* TASK TO CARRY OUT *
When the line containing "lawn in the photo above." appears in the data below, begin copying there and stop only after the line containing "the green foliage in the photo above.".

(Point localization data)

###

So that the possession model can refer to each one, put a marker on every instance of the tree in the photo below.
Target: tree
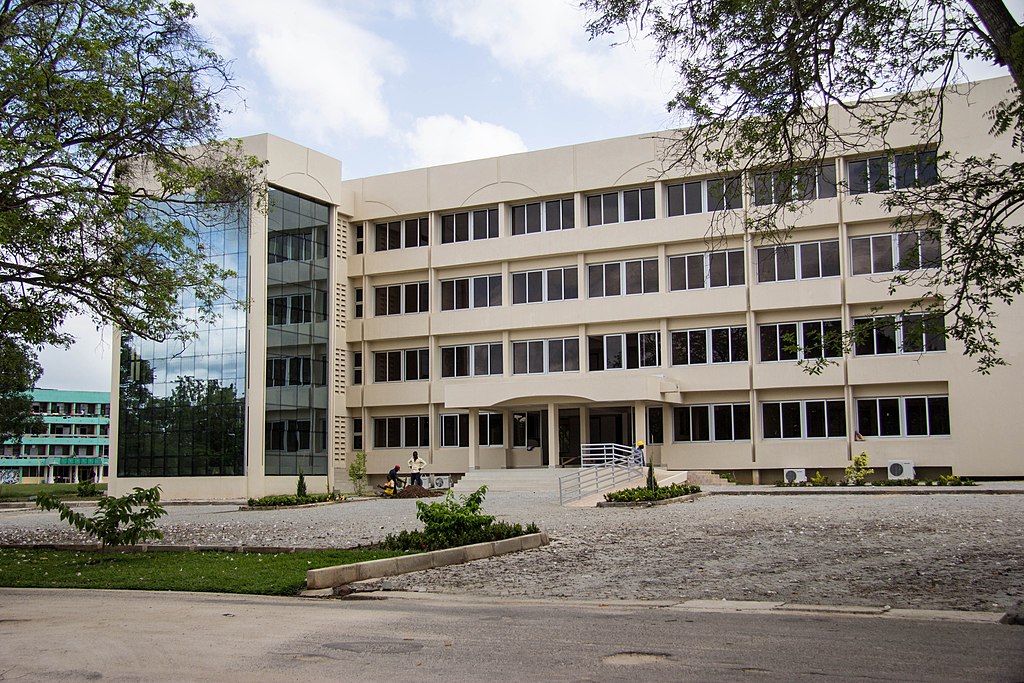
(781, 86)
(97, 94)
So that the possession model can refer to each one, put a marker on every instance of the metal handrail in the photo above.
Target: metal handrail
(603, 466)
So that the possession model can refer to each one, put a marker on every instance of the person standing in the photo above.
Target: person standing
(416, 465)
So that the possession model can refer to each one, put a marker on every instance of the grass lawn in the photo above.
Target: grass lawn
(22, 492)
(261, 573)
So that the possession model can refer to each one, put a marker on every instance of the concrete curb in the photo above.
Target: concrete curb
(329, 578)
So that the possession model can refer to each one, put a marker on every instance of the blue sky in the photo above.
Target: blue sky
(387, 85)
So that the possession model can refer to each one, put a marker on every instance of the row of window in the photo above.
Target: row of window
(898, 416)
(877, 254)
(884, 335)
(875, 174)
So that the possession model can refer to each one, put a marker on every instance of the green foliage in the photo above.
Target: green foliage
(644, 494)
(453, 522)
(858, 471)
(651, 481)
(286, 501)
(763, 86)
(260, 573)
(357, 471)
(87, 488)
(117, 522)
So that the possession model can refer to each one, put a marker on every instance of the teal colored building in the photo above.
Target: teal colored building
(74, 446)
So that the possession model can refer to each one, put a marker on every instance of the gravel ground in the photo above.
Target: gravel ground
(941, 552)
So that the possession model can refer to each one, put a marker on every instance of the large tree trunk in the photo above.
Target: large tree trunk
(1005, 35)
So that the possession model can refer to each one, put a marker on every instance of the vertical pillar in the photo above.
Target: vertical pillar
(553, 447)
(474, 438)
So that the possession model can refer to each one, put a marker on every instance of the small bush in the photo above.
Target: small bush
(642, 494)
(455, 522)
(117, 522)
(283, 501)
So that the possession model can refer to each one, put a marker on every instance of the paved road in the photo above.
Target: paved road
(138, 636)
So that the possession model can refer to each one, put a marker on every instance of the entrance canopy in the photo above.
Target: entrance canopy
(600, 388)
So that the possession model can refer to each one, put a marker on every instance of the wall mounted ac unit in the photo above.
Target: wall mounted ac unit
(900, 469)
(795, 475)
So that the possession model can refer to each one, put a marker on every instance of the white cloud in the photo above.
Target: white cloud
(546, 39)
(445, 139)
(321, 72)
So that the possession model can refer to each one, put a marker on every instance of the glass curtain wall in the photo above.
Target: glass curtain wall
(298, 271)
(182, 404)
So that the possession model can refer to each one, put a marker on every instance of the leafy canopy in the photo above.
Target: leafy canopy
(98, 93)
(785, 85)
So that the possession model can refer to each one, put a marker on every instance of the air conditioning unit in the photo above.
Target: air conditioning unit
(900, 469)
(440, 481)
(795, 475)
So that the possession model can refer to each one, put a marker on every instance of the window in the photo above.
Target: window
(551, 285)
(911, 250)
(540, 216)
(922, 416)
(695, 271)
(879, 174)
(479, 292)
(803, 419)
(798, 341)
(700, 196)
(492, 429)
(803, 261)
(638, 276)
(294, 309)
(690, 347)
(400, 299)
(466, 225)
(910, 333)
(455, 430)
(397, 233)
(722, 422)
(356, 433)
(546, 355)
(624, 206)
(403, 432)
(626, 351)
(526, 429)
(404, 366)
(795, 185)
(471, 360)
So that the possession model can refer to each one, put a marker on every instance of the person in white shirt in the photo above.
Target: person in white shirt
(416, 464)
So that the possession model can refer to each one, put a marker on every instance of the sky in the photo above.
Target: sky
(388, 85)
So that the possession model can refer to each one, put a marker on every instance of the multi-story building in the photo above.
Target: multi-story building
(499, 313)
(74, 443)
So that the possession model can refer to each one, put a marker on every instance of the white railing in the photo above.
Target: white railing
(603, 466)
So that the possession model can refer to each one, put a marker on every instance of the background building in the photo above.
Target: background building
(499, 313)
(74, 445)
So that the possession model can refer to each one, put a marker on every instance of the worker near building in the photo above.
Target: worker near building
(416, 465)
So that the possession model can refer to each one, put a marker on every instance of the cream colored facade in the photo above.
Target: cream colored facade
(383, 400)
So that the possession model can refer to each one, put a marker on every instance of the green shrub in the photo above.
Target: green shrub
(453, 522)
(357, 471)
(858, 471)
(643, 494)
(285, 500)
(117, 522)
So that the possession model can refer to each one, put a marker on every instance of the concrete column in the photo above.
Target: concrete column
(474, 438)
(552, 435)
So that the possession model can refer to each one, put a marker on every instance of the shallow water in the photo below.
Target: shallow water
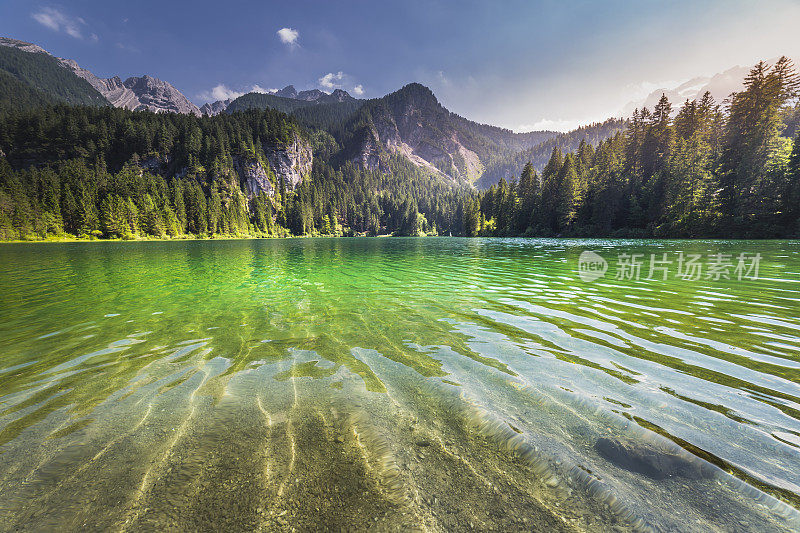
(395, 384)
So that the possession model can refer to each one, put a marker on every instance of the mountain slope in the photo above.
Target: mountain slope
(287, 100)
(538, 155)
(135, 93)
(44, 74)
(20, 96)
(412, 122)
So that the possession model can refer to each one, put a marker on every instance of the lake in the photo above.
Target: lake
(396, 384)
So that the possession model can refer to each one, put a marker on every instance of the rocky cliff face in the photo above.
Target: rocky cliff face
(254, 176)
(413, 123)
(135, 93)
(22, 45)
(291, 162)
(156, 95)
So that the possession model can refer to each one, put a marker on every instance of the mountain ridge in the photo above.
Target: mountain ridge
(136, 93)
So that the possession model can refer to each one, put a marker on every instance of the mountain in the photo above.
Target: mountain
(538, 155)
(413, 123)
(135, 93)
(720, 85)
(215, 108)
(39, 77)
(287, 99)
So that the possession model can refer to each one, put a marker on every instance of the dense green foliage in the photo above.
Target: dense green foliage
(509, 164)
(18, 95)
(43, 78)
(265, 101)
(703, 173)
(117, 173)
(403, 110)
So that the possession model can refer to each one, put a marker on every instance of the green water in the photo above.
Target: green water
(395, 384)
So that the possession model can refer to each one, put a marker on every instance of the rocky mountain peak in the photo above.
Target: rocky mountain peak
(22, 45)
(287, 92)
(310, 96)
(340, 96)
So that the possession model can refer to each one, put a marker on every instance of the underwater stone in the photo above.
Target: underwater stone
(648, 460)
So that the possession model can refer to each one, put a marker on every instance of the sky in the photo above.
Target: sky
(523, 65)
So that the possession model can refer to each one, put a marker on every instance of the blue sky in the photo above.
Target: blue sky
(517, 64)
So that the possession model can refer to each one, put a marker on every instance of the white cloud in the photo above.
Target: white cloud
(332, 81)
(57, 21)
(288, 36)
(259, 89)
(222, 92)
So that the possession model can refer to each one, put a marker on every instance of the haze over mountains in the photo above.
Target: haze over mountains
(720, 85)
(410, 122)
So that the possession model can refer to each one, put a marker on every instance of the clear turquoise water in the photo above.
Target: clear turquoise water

###

* SOLUTION *
So that the possession model can refer to each one, put a marker on every instance of the grass lawn in the photo above.
Target: grass lawn
(22, 492)
(261, 573)
So that the possession model can refer to each one, put a marker on every instance of the concrete curb in the photo above.
Target: concrete curb
(329, 578)
So that the possession model can refer to each one, put a marker on every instance of the blue sky in the photo above.
Target: blue sky
(387, 85)
So that the possession model can refer to each one, put a marker on every instance of the row of window in the photo above.
Target: row of window
(898, 416)
(877, 254)
(884, 335)
(875, 174)
So that the possession model can refer to each one, put a marker on every instance of the green foliage in the photo above.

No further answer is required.